Given records Block Start

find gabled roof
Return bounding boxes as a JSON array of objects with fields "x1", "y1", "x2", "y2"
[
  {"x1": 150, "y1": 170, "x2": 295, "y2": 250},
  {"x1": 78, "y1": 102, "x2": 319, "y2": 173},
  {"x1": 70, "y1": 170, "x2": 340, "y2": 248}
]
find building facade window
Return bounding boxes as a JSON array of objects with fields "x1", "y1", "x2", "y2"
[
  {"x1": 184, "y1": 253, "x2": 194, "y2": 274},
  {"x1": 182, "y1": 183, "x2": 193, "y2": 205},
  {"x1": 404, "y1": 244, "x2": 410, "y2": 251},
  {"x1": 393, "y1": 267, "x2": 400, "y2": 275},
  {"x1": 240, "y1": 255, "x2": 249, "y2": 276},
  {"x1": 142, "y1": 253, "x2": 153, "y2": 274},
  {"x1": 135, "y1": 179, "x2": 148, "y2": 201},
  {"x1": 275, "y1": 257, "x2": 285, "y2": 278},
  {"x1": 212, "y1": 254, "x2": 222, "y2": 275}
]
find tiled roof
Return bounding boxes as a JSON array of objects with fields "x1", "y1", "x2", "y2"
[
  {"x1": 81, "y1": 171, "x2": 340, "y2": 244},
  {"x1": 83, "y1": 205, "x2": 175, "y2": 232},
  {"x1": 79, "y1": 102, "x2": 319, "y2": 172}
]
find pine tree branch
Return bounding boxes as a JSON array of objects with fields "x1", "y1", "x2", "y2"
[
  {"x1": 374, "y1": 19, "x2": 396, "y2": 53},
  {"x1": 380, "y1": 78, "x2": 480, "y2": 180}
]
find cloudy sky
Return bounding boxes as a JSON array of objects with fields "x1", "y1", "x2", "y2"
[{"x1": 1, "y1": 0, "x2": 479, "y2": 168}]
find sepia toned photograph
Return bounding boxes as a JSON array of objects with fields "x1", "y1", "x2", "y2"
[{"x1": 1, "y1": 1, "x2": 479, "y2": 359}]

Given records Block End

A complete, exact transcription of the data above is required.

find gabled roof
Return bounding boxes as a JSON array of objects with fields "x1", "y1", "x2", "y2"
[
  {"x1": 150, "y1": 170, "x2": 295, "y2": 250},
  {"x1": 78, "y1": 102, "x2": 319, "y2": 173},
  {"x1": 70, "y1": 170, "x2": 340, "y2": 248}
]
find building facade window
Return bounding boxes as a JSON array of objects with fields "x1", "y1", "x2", "y2"
[
  {"x1": 184, "y1": 253, "x2": 194, "y2": 274},
  {"x1": 182, "y1": 183, "x2": 193, "y2": 205},
  {"x1": 404, "y1": 244, "x2": 410, "y2": 251},
  {"x1": 393, "y1": 267, "x2": 400, "y2": 275},
  {"x1": 240, "y1": 255, "x2": 249, "y2": 276},
  {"x1": 142, "y1": 253, "x2": 153, "y2": 274},
  {"x1": 135, "y1": 179, "x2": 148, "y2": 201},
  {"x1": 275, "y1": 257, "x2": 285, "y2": 278},
  {"x1": 212, "y1": 254, "x2": 222, "y2": 275}
]
find tiled roof
Return bounding boxes as a JSON array of objects with fields "x1", "y1", "x2", "y2"
[
  {"x1": 81, "y1": 171, "x2": 340, "y2": 244},
  {"x1": 83, "y1": 205, "x2": 175, "y2": 232},
  {"x1": 79, "y1": 102, "x2": 319, "y2": 172}
]
find pine tree branch
Return bounding boxes as a JSON array of objects with fields "x1", "y1", "x2", "y2"
[
  {"x1": 374, "y1": 19, "x2": 396, "y2": 53},
  {"x1": 380, "y1": 78, "x2": 480, "y2": 180}
]
find cloudy sky
Return bounding boxes as a JSON array of objects with fields "x1", "y1", "x2", "y2"
[{"x1": 1, "y1": 0, "x2": 479, "y2": 168}]
find sepia toned photograph
Return bounding boxes as a JSON array of objects with fields "x1", "y1", "x2", "y2"
[{"x1": 1, "y1": 1, "x2": 479, "y2": 359}]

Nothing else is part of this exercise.